*PASSAGE TO READ*
BEGIN

Attorneys for Michael Jackson are awaiting key rulings as they proceed with defending the entertainer against child molestation charges.

The defense lawyers hope to call an employee at Jackson's Neverland ranch who they said would testify that he was told by the sister of Jackson's accuser that her mother and the mother's boyfriend were planning "something big" involving Jackson.

Prosecutors say the statements are hearsay and should not be admitted.

The defense also hopes to call Vince Amen, a former Jackson associate who received special immunity from prosecutors in exchange for his cooperation. The government, however, decided not to call Amen when his account conflicted with that of the accuser's family.

Jackson's attorneys asked the judge to clarify whether Amen's immunity would apply even if he testifies on their client's behalf. Under the "use immunity" agreement, Amen's words cannot be used against him if he is charged.

Prosecutors have named Amen as an unindicted co-conspirator in an alleged plot to hold the accuser's family captive and get them to praise Jackson in an interview.

It was unclear when the judge would rule on the motions. The defense has not said who will testify Monday.

END

*EXERCISE INSTRUCTIONS*
According to the news report, what did Vince Amen receive from prosecutors in exchange for his cooperation? The entries have no connection to the news report and play no part here.

*PROVIDED DATA*
BEGIN

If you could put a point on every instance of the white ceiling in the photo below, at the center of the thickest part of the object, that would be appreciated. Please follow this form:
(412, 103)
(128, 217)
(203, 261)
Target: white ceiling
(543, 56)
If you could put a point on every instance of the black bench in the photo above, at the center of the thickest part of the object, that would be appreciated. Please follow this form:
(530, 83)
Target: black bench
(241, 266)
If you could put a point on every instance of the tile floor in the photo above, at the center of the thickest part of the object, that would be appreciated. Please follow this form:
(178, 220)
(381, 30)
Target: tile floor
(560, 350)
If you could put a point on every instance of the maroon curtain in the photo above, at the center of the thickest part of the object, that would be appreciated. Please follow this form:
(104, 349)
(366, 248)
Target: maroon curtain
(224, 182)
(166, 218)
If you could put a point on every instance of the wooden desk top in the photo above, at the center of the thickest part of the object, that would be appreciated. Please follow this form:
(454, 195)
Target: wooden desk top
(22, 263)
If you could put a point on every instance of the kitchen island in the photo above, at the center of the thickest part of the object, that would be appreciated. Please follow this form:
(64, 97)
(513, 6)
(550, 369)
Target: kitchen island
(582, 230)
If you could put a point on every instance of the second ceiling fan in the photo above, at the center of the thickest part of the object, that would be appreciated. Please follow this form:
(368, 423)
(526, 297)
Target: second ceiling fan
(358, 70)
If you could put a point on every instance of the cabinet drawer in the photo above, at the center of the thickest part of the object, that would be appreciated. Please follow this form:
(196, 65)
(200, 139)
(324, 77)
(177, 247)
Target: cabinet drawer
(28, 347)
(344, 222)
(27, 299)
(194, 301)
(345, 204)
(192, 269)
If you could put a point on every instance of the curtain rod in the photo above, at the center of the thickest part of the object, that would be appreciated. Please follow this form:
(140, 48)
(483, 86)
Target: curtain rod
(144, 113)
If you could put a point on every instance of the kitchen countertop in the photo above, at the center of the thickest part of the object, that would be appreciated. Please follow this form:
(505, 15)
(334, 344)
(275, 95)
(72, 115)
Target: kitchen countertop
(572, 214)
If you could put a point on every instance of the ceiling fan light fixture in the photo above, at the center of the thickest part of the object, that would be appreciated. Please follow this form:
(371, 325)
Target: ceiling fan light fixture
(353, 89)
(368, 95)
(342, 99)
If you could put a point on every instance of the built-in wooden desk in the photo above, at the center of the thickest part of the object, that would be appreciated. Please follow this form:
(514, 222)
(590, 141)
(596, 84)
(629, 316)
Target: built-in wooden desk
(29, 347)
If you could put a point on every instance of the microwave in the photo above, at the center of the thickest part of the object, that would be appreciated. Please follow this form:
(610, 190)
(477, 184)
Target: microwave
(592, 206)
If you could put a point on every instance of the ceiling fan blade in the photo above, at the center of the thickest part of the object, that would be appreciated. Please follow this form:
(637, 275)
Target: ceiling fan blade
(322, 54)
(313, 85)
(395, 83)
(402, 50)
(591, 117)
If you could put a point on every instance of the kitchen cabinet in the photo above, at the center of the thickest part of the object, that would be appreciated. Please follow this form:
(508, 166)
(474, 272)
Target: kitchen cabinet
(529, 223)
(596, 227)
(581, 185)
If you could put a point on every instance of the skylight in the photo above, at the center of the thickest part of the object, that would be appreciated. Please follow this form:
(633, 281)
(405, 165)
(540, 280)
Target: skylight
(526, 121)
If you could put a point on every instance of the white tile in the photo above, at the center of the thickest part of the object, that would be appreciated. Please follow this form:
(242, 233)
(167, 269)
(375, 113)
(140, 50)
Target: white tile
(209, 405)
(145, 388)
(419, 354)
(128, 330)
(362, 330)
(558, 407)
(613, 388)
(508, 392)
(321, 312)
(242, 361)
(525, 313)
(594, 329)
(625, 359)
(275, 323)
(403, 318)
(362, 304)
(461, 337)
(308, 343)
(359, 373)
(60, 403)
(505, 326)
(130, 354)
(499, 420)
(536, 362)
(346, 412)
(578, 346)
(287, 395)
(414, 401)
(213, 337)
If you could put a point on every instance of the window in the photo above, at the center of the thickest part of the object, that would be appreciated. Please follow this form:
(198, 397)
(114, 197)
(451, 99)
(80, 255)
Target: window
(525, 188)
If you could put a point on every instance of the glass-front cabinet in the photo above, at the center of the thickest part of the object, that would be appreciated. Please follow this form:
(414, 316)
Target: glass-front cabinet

END

*FINISHED TASK*
He received special immunity, a "use immunity" agreement.